### RECORD EXTRACTS ###

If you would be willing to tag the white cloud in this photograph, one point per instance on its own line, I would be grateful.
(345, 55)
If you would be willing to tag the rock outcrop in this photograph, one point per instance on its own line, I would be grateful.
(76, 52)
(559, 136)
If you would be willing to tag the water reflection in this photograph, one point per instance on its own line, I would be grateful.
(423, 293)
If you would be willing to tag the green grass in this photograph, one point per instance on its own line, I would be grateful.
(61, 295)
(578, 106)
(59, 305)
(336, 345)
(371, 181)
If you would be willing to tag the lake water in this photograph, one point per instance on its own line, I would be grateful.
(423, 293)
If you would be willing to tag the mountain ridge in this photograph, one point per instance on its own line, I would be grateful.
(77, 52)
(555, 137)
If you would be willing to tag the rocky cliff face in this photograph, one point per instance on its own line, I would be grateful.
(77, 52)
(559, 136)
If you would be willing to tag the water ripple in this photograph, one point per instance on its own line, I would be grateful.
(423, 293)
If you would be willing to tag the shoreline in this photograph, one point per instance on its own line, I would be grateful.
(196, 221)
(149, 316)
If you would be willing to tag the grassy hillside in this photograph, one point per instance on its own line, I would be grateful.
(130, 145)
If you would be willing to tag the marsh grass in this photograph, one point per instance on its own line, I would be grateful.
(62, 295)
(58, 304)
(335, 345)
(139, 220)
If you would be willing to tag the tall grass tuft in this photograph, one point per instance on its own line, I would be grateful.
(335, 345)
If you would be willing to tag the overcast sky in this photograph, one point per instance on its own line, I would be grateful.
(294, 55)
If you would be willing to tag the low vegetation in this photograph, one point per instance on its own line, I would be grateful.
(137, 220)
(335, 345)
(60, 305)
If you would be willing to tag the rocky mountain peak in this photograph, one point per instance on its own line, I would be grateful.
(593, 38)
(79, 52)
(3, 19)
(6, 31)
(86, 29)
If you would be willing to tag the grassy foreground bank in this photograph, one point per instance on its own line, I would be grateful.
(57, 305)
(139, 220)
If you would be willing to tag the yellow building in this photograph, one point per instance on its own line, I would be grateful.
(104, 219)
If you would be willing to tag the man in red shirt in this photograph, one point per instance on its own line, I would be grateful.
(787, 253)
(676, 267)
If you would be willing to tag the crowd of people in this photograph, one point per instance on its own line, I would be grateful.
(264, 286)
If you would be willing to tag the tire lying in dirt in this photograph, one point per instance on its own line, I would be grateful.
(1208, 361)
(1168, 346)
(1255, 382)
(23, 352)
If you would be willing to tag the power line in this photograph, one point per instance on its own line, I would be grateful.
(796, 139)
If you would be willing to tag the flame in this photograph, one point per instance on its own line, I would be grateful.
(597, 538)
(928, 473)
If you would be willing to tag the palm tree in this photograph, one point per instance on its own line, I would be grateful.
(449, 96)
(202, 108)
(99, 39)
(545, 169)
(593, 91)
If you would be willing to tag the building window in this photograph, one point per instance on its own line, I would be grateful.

###

EXERCISE BRIEF:
Convert the listing into a JSON list of strings, one string per line with blank lines left out. Start at the line that contains "If you would be willing to tag the power" and run through the end of the listing.

COMPLETED EXERCISE:
[
  "If you would be willing to tag the power line in this photograph, one point per instance on its own line, I would be grateful.",
  "(796, 139)",
  "If you would be willing to tag the flame in this photograph, one point per instance on its own line, I would be grateful.",
  "(597, 538)",
  "(928, 473)",
  "If you would be willing to tag the palm tree in this photograph, one point per instance on its own line, I would be grateful.",
  "(449, 96)",
  "(202, 108)",
  "(99, 39)",
  "(545, 169)",
  "(593, 91)",
  "If you would be willing to tag the building window in this photograph, one point per instance on its own line, I would be grateful."
]